▶ [TASK REQUIREMENTS]: Please copy every one of the items below word for word, leaving the pictures out.

# # # # # # #

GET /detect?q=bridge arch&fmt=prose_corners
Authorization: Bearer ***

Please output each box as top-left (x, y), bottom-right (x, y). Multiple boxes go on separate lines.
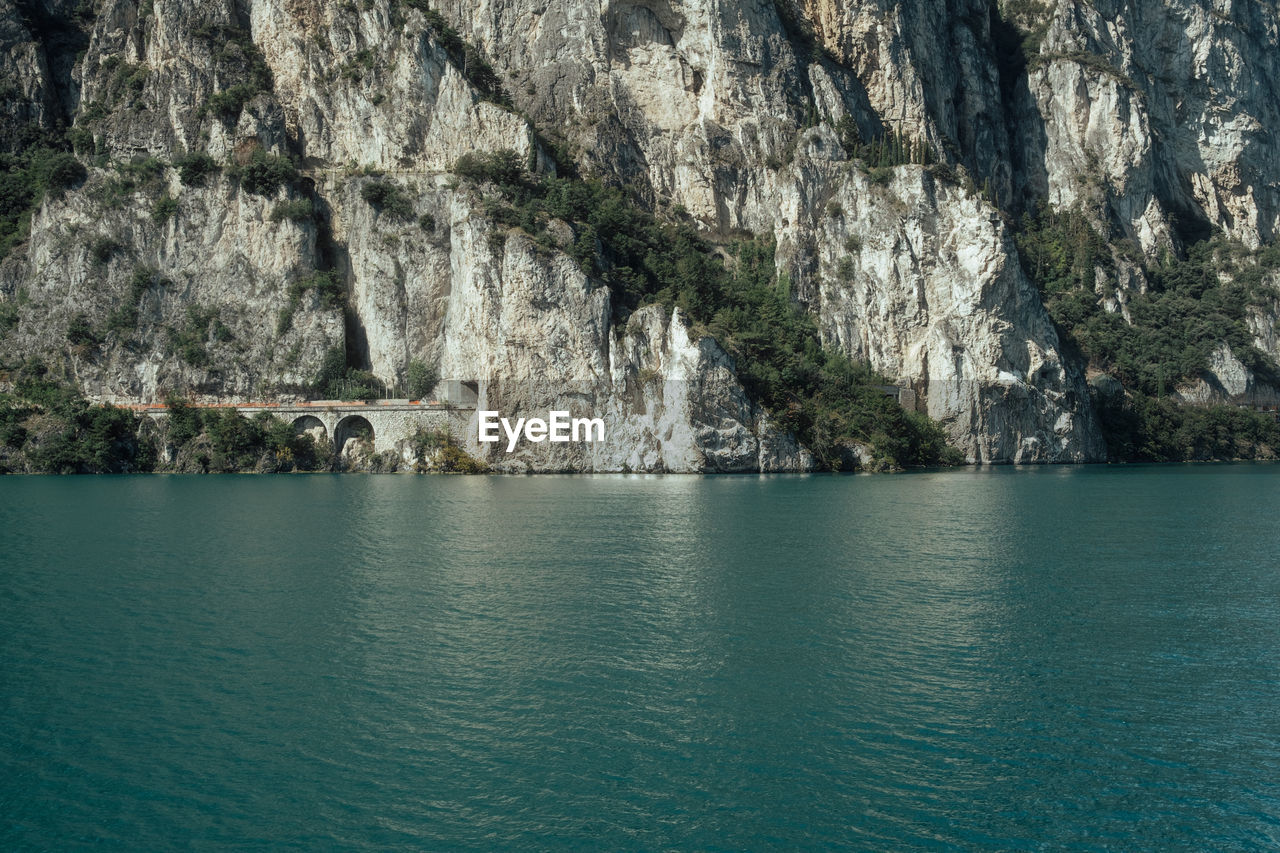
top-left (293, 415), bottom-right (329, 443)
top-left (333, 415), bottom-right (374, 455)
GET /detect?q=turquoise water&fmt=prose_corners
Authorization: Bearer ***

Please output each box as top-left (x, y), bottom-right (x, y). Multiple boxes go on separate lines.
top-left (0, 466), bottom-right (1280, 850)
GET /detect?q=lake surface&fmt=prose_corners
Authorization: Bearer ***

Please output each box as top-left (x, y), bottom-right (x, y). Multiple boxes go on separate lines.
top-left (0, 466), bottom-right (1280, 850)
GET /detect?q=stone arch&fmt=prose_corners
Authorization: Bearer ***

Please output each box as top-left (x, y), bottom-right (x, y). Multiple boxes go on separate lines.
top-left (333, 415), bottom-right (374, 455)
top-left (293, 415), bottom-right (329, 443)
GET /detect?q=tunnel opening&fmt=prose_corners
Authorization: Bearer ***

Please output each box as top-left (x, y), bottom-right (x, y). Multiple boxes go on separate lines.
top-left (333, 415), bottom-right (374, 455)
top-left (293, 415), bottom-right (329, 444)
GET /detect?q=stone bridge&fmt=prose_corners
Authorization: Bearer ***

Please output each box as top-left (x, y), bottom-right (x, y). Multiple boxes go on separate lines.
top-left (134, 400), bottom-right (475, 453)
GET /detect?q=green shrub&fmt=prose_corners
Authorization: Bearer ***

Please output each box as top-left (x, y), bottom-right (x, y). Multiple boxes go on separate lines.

# # # # # # #

▶ [SOLUTION FOR THIS TASK]:
GET /detect?q=bridge arch&fmt=prose_corners
Authorization: Bearer ***

Please output each box as top-left (x, y), bottom-right (x, y). Multiple boxes go on separate lines.
top-left (293, 415), bottom-right (329, 443)
top-left (333, 415), bottom-right (374, 455)
GET /detect?q=turquoise water&fmt=prose_corners
Authorization: Bearer ***

Please output each box as top-left (x, y), bottom-right (x, y). Multiple boxes go on separate lines.
top-left (0, 466), bottom-right (1280, 850)
GET /detect?q=lake surface&fmt=prose_corners
Authorization: Bearer ***

Please output each box as top-left (x, y), bottom-right (x, y). Multiple boxes go on separate lines.
top-left (0, 466), bottom-right (1280, 850)
GET /detect?q=stone arch&fmt=prose_corners
Authorization: Bearer ***

Please output each box as top-left (x, y), bottom-right (x, y). Multiple boxes go on separate lines.
top-left (333, 415), bottom-right (374, 455)
top-left (293, 415), bottom-right (329, 443)
GET /detect?q=tunnel opening&fmt=prose_corners
Authorization: Bearer ***

Please output each box as top-left (x, y), bottom-right (x, y). Multiple boxes go on separate lines.
top-left (333, 415), bottom-right (374, 455)
top-left (293, 415), bottom-right (329, 444)
GET /detect?q=stone bridge&fmt=prose_corners
Authorization: Bearer ***

Please output each box as top-left (x, y), bottom-right (x, y). Multiple boxes go on separate lines.
top-left (134, 400), bottom-right (475, 453)
GET /detect?q=green shrub&fmt=prose_corners
Authorization: Bearer ***

Please output each box as top-left (x, y), bottom-right (x, y). Multiple boxes go on separate lines.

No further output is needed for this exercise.